Task – Give back exactly the line containing "70, row 79." together with all the lines after it, ending at the final line below.
Segment Open
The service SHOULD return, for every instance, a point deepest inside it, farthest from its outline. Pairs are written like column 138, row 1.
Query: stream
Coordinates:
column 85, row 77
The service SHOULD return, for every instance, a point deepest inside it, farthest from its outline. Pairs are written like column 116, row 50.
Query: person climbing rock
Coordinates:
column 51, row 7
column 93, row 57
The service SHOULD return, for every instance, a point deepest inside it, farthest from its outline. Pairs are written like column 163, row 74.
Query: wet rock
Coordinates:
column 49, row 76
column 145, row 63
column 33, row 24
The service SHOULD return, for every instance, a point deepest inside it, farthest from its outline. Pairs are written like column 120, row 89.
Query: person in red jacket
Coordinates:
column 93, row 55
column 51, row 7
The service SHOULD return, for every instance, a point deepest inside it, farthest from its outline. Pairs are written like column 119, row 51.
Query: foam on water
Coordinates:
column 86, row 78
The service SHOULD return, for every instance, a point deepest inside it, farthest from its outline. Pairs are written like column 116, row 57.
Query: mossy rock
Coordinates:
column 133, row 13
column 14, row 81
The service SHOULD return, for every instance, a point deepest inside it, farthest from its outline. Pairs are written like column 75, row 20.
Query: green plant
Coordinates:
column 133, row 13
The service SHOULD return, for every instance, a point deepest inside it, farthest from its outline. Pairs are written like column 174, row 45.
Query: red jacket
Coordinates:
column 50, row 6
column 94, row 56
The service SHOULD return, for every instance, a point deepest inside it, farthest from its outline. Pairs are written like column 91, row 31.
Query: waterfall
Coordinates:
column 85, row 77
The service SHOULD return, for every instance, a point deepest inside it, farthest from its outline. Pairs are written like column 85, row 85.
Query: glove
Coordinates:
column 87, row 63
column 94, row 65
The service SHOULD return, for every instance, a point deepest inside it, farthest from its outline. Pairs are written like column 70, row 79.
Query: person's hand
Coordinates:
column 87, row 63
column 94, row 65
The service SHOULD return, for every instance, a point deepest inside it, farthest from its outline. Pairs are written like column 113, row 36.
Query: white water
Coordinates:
Segment Closed
Answer box –
The service SHOULD return, for every instance, a point deepest inside it, farthest from its outline. Pairs are written like column 70, row 79.
Query: person's hand
Coordinates:
column 87, row 63
column 94, row 65
The service SHOULD return, for every instance, a point deepest inside it, farthest from its outline. Pairs are written like column 113, row 36.
Query: white water
Coordinates:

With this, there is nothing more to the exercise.